(Dataset rows on where objects appear)
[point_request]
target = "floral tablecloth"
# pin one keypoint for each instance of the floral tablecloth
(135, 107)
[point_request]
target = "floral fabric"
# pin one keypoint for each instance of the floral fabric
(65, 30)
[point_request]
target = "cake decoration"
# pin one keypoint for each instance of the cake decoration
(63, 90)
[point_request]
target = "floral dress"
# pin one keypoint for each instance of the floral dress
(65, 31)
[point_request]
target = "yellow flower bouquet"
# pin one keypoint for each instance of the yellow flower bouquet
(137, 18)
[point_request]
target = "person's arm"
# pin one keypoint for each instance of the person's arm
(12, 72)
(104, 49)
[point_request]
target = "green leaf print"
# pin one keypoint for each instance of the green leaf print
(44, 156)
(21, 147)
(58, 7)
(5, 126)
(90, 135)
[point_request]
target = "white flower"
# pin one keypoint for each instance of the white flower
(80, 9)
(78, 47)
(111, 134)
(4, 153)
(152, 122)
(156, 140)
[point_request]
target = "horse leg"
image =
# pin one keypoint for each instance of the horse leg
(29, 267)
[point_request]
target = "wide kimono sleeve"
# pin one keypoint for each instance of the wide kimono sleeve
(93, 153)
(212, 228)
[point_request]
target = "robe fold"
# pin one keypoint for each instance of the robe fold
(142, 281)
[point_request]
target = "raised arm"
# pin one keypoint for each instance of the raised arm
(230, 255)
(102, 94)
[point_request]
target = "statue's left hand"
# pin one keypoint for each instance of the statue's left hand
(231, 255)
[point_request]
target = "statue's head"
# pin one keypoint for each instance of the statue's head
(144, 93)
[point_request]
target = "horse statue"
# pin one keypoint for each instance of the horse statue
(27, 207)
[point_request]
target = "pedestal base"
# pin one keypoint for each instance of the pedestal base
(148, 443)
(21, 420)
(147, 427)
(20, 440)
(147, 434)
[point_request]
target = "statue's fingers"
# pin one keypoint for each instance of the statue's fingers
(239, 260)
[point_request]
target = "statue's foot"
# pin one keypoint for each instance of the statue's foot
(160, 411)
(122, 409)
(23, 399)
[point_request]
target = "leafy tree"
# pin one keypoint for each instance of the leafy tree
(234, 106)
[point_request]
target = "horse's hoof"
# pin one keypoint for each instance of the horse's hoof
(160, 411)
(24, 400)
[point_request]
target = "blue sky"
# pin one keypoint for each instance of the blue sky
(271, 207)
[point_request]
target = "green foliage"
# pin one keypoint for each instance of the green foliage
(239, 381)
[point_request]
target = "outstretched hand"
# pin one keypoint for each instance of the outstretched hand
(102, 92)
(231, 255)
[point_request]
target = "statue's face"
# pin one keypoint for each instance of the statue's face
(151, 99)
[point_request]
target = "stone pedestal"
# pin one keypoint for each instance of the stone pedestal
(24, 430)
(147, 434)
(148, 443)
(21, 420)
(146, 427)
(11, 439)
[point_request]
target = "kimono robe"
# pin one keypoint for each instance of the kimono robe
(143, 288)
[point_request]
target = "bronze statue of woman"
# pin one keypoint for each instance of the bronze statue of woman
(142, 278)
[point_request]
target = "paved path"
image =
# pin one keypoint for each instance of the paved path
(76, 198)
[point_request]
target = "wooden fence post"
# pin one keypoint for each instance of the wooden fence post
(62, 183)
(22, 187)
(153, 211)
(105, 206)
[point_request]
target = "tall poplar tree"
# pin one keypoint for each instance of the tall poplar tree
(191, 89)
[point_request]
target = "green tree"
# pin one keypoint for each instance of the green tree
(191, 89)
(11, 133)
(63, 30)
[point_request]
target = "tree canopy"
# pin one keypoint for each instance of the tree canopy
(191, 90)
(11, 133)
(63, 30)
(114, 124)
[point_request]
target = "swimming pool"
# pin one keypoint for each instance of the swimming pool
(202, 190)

**Your goal**
State how many lines in the listing above contain the string "leafy". Give only the number.

**Final result**
2